DATA FOR REVIEW below:

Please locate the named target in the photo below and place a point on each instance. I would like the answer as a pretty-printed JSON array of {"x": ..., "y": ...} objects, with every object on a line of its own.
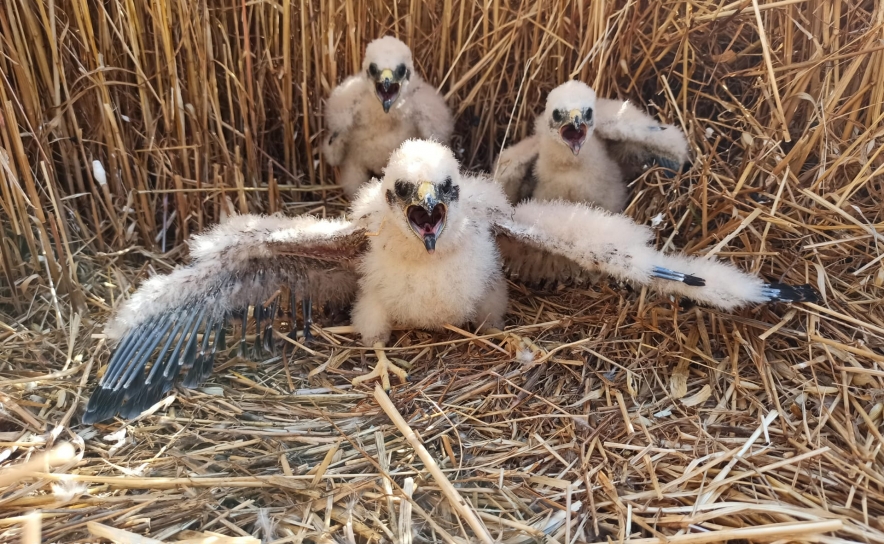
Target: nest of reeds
[{"x": 638, "y": 419}]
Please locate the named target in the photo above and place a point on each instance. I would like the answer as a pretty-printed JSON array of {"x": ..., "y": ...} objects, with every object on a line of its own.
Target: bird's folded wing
[
  {"x": 562, "y": 241},
  {"x": 636, "y": 140},
  {"x": 174, "y": 324},
  {"x": 341, "y": 110},
  {"x": 430, "y": 113},
  {"x": 515, "y": 169}
]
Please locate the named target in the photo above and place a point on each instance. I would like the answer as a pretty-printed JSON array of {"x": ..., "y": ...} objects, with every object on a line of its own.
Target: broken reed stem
[
  {"x": 773, "y": 531},
  {"x": 450, "y": 492},
  {"x": 42, "y": 462}
]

End of DATA FOR REVIEW.

Now reproduce all of the entries precisely, with no pictures in the copy.

Please locate the named target in the photo below and place a point on each instance. I would like the answer as a pretty-printed JSON array of {"x": ..., "y": ...} objects, with every object on a line of its own.
Target: nest of reeds
[{"x": 638, "y": 419}]
Please locate the named target in the photo above and place a point on each instance. I would like the answer as a pretty-printed JSON array of {"x": ..., "y": ...} objects, with every object on a line of its own.
Target: bird's folded wing
[
  {"x": 562, "y": 241},
  {"x": 636, "y": 140},
  {"x": 174, "y": 324},
  {"x": 341, "y": 110},
  {"x": 430, "y": 113},
  {"x": 515, "y": 169}
]
Please locate the named target in the photo above and place a point on each instance. I would like the answer as a pretty-printed JSON array of {"x": ..., "y": ...} objects, with every object on a line of its own.
Target: broken reed stem
[
  {"x": 773, "y": 531},
  {"x": 450, "y": 492},
  {"x": 42, "y": 462}
]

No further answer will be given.